- [PROBLEM STATEMENT]:
Continue the physiology study notes on glands, organ systems, and homeostasis, starting right after their last sentence.

What is the difference between an exocrine and endocrine gland? Know examples -Exocrine Gland: derived from cells of epithelial membranes, secretion of these cells is passed to the outside of the epithelial membranes through ducts. -lacrimal (tear) glands, sebaceous glands (secrete oily sebum into hair follicles), sweat glands -Endocrine Gland: lack ducts and which therefore secrete into capillaries within the body. -hypothalamus, pituitary, thyroid, adrenal, reproductive glands, pancreas d. What are all the organ systems of the body? CARDIO – DIGESTIVE – ENDOCRINE – INTEGUMENTARY – LYMPHATIC – MUSCULAR – NERVOUS – RENAL – REPRODUCTIVE – SKELETAL – RESPIRATORY CARDIOVASCULAR: -Structure- Heart, blood vessels, lymphatic vessels -Function- circulates blood and regulates movement of lymph. Circulates blood around the body via heart, arteries, and veins, delivering oxygen and nutrients to organs and carrying their waste products away DIGESTIVE: -Structure- mouth, stomach, intestine, liver, gallbladder, pancreas -Function- Breakdown of food into molecules that enter the body. Mechanical and chemical processes that provide nutrients via the mouth, esophagus, stomach, and intestines. Eliminates waste from the body. ENDOCRINE: -Structure- hormone-secreting glands, such as the pituitary, thyroid, and adrenals -Function- secretion of regulatory molecules called hormones. Provides chemical communications in the body using hormones. INTEGUMENTARY: -Structure- Skin, hair, nails -Function- protection, thermoregulation. Skin, hair, nails, sweat and other exocrine glands LYMPHATIC: -Structure- bone marrow, lymphoid organs -Function- defense of the body against invading pathogens. System comprising a network of lymphatic vessels that carry a clear fluid called lymph. Defends the body against disease-causing agents MUSCULAR: -Structure- skeletal muscles -Function- enables the body to move using muscles, movement of the skeleton NERVOUS: -Structure- brain, spinal cord, nerves -Function- Regulation of other body systems; collects and processes information from the senses via nerves and the brain and tells the muscles to contract to cause physical actions RENAL: -Structure- Kidneys, ureters, urethra -Function- regulation of blood volume and composition; kidneys filter blood

REPRODUCTIVE: -Structure- Gonads, external genitalia, associated glands and ducts -Function- continuation of the human species; sex organs required for the production of offspring RESPIRATORY: -Structure- lungs, airways -Function- lungs and the trachea that bring air into the body; gas exchange SKELETAL: -Structure- bones, cartilages -Function- movement and support; bones supporting the body and its organs 3. What is homeostasis? Internal consistency; maintenance of a relatively stable / constant internal environment; dynamic steady state Within physiological limits; body systems maintain homeostasis a. Factors in internal environment homeostatically regulated include: -concentration of: nutrients, oxygen and carbon dioxide, waste products, water, salts, other electrolytes -pH (blood pH: 7.35-7.45) -Temperature -Volume -Pressure Internal Environment: fluid surrounding cells, -ECF extracellular fluid= interstitial fluid IF + plasma / 35% of total body water -ICF= intracellular fluid / 65% of total body water -External environment of the body: outside of body – inside lumen of digestive tract Homeostasis is essential for cell survival. Body systems maintain homeostasis. Cells make up body systems. b. What is a FEEDBACK LOOP? Network of interconnected body components which maintains a given factor in the internal environment relatively constant around an optimal level Components: receptor, control center, and effector i. Stimulus: disruption that changes a controlled condition Controlled condition: each monitored variable Set point: optimal level ii. Describe the 3 main parts of a feedback loop? (receptor, control center, and effector) what does each do? RECEPTOR (sensor): detects deviations of a controlled condition from normal (set point) and sends input to control center -nerve cells or specialized receptor cells -send information via nerve impulses or chemical signals CONTROL CNTER or INTEGRATOR: sets the range of values within which a controlled condition should be maintained, evaluates input, and generates output commands; determines the response -usually brain or spinal cord -send information via nerve impulses or chemical signals EFFECTOR: receives output and produces a response that changes the controlled condition (organ or tissue)

- [DATA PROVIDED]:

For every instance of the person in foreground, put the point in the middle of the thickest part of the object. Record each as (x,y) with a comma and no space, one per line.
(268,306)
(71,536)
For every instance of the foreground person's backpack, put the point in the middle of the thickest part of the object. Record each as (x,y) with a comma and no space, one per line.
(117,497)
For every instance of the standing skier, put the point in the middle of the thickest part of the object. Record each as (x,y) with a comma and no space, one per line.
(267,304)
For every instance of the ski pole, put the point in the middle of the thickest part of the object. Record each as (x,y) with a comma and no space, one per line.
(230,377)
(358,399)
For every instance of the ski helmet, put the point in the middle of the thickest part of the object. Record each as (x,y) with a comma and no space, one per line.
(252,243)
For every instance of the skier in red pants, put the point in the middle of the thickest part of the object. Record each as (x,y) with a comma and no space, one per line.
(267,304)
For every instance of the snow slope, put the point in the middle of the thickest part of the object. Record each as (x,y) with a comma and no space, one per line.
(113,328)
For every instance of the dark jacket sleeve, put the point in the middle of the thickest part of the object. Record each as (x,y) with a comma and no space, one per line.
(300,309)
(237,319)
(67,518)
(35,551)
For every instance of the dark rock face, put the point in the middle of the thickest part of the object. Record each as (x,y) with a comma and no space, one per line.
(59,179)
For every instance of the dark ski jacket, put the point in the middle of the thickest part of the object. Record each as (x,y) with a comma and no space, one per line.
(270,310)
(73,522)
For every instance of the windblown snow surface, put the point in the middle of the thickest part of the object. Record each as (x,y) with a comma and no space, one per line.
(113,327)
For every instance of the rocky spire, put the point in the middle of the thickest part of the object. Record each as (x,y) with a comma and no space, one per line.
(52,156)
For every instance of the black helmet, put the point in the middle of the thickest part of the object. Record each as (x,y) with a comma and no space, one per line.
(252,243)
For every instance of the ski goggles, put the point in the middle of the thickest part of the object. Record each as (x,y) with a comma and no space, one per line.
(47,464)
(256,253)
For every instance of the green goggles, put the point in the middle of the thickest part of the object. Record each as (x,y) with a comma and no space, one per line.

- [SOLVED PROBLEM]:
iii.

-usually a gland or muscle What is a positive and negative feedback loop? POSITIVE feedback loop: strengthens or reinforces (amplifies) a change in a controlled condition; SAME direction -an event outside the system must shut it off; don’t not happen very often EX: normal- contraction of uterus in childbirth, blood clotting / abnormal- heatstroke NEGATIVE feedback loop: change in a homeostatically controlled factor triggers response that moves the factor in the OPPOSITE direction of initial change 1. Be able to describe and draw an example of one type (positive or negative) of feedback loop in the body for a particular variable. a. In your example, identify the name of the specific 3 main parts of the feedback loop (if you choose temperature, the specific control center is the hypothalamus of the brain) b. How do each of the 3 main parts of the feedback loop communicate with each other? c.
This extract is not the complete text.